▶ Data extract
□ □ □
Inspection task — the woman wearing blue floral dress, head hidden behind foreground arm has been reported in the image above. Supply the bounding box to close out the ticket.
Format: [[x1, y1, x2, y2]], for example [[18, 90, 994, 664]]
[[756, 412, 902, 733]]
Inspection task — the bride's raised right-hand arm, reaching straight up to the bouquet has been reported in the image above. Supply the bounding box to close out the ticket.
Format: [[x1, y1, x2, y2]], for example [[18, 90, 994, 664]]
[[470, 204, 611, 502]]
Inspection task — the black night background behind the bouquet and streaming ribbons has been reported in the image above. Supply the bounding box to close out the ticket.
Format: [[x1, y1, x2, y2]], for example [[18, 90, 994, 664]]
□ □ □
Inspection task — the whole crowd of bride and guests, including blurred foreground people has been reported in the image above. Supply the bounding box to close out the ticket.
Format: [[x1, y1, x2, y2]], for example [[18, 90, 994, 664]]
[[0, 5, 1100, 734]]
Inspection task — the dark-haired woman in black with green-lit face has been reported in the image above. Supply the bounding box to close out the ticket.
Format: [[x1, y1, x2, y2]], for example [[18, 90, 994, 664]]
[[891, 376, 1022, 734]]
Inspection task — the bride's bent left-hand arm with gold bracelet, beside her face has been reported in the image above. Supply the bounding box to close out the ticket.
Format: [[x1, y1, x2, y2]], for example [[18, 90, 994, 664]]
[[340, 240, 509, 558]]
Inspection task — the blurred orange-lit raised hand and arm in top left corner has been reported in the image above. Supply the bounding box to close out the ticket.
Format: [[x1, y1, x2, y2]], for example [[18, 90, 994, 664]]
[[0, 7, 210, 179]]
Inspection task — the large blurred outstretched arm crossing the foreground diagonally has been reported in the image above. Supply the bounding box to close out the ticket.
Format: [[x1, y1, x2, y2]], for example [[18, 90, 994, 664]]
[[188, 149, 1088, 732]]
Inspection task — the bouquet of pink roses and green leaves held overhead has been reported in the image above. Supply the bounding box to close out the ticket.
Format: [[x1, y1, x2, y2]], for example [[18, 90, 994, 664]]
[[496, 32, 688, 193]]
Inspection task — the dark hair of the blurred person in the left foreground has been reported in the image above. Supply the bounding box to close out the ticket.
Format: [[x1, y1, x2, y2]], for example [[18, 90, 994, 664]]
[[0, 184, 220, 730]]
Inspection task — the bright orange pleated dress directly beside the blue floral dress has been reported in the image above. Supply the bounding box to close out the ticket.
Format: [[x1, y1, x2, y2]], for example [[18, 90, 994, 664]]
□ □ □
▶ What is needed
Extract the lines of the preceding material that run from the line with "Inspection task — the woman" through the line with "Inspection task — the bride's raised", inclusive, reproducing them exactly and adding nothing.

▶ Exercise result
Inspection task — the woman wearing blue floral dress, head hidden behind foreground arm has been reported in the image above. Supply the bounding box to close out the ticket.
Format: [[x1, y1, x2, y2]], for example [[18, 90, 994, 664]]
[[756, 412, 902, 733]]
Inspection task — the bride's raised right-hand arm, reaching straight up to the bouquet has been reported in the image above. Supply the bounding box to close out the ticket.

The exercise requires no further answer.